-- begin SUPPLIED DATA --

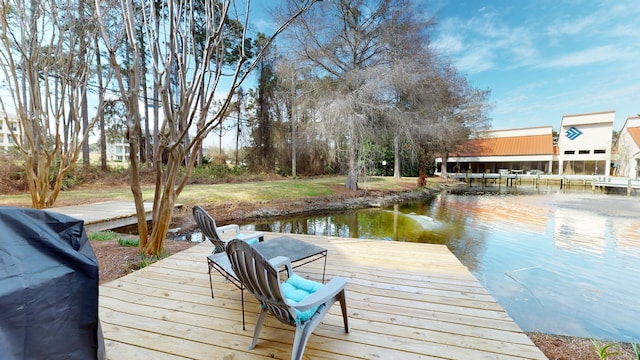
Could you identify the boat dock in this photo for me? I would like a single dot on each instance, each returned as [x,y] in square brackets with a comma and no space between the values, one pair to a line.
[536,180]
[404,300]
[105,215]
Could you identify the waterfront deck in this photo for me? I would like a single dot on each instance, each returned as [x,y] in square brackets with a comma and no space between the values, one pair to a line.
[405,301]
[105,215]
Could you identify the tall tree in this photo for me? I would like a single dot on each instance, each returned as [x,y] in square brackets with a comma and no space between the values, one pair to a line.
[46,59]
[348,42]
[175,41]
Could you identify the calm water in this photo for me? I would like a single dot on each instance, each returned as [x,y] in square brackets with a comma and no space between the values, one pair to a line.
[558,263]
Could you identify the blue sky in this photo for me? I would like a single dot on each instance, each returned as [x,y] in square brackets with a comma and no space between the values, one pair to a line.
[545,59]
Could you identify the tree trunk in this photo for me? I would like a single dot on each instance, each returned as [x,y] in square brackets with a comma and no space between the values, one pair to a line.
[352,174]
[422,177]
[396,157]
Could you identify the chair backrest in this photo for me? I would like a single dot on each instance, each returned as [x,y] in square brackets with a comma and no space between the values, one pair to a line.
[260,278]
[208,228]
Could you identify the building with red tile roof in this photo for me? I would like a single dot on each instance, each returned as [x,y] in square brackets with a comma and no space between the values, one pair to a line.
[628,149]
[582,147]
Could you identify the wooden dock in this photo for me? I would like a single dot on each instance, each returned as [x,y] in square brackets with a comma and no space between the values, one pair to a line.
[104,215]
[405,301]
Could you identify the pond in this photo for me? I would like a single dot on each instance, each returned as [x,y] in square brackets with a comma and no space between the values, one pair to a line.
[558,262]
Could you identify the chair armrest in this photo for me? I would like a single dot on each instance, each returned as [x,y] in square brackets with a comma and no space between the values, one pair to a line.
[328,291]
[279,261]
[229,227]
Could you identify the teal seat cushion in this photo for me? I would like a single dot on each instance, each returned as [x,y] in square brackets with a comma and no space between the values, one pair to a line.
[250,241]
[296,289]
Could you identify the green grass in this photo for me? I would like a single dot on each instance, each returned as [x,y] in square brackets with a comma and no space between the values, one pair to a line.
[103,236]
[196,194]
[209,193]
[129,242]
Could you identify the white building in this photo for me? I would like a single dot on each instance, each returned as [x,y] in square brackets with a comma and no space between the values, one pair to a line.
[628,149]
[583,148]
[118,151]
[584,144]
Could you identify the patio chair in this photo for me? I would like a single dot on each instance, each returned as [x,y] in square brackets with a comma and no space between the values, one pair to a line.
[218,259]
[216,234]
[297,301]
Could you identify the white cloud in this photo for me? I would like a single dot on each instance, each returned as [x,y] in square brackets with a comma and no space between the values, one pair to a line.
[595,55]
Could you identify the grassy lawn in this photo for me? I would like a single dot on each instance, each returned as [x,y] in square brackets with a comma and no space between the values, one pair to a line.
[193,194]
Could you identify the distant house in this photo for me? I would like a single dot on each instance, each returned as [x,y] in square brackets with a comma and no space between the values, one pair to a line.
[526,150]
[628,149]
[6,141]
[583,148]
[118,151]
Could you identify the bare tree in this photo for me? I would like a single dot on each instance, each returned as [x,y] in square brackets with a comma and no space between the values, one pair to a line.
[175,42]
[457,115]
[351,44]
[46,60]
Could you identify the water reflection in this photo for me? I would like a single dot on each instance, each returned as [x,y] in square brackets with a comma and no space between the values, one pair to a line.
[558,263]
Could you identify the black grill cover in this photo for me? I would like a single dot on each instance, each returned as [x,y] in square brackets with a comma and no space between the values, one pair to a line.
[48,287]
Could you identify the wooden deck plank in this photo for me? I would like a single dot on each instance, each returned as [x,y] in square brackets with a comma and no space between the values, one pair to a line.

-- end SUPPLIED DATA --

WHAT THIS TASK INVOLVES:
Rewrite everything from the line containing "Could you identify the grassy" down to the end of the data above as a Markdown table with the columns Row and Line, one numbered row per line and blank lines omitted.

WRITTEN RESPONSE:
| Row | Line |
|---|---|
| 1 | Could you identify the grassy lawn in this photo for me? I would like a single dot on each instance, each returned as [x,y] in square brackets with a comma and no space between the values, one pair to a line. |
| 2 | [193,194] |
| 3 | Could you identify the distant house in this photo for me? I would like a single dot on each instance, each returned as [x,y] in square brackets with a comma and no space between the values, one pair to a line. |
| 4 | [526,150] |
| 5 | [628,149] |
| 6 | [6,141] |
| 7 | [583,148] |
| 8 | [118,151] |
| 9 | Could you identify the bare tree in this photo for me? I would like a single dot on each instance, each returned as [x,y] in square brackets with a comma and no space between the values, one pair to a line. |
| 10 | [175,42] |
| 11 | [457,115] |
| 12 | [351,44] |
| 13 | [46,60] |
| 14 | Could you identify the water reflection in this photo for me? I would like a single dot on each instance, each returned as [x,y] in square brackets with a comma and no space between the values, one pair to a line. |
| 15 | [558,263] |
| 16 | Could you identify the black grill cover in this photo for me? I would like a single dot on each instance, each returned as [x,y] in square brackets with a comma and no space between the values, one pair to a line. |
| 17 | [48,287] |
| 18 | Could you identify the wooden deck plank in this photo for me? I would like a single dot on each instance, each returned as [x,y] in square brackets with a comma and no space between the values, one pair to a line. |